WHAT THE EXERCISE ASKS >>
Pull out of the data below the stretch of lines bounded by the one containing "Mark one point on each instance of the roof" and the one containing "Mark one point on each instance of the red metal", both bounds included, unchanged.

─── STUDY MATERIAL ───

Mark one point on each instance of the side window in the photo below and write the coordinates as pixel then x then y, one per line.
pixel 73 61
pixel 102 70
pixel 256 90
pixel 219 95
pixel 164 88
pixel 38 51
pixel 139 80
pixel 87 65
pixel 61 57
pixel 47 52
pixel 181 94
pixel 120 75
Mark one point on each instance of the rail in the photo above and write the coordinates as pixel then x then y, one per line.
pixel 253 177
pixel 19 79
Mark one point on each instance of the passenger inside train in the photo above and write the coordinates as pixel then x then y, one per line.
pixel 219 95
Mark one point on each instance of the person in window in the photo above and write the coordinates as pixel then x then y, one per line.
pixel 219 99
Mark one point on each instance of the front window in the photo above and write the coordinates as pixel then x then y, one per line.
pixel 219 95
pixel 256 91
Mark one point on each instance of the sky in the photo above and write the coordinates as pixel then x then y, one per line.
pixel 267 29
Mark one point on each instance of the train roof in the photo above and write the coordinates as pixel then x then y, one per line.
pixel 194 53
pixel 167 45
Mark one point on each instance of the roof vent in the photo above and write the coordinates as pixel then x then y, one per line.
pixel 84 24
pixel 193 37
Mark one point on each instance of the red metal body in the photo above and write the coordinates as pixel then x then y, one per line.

───
─── STUDY MATERIAL ───

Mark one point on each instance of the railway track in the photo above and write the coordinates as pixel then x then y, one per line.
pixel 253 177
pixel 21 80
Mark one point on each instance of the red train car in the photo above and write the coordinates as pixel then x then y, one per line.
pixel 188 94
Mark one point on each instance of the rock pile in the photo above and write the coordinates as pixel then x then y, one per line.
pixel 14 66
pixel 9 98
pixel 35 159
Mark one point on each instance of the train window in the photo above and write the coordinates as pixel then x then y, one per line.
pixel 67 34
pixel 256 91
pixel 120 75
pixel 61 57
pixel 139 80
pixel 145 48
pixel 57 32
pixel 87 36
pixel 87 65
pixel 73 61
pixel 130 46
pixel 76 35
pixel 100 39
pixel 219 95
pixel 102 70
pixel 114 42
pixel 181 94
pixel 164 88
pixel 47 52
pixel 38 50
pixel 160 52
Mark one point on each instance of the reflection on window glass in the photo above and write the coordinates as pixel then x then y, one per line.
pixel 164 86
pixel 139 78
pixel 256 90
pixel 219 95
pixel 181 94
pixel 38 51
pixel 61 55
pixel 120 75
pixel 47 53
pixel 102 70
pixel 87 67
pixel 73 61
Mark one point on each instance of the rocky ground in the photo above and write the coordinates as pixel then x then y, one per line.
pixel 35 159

───

OUTPUT OF THE TASK >>
Mark one point on each instance of the roof vent in the photo above and write the coordinates as pixel then x then y, one per line.
pixel 84 24
pixel 193 37
Mark one point on each instance of the red metal body in the photo above and write the coordinates as pixel then x then y, one per line.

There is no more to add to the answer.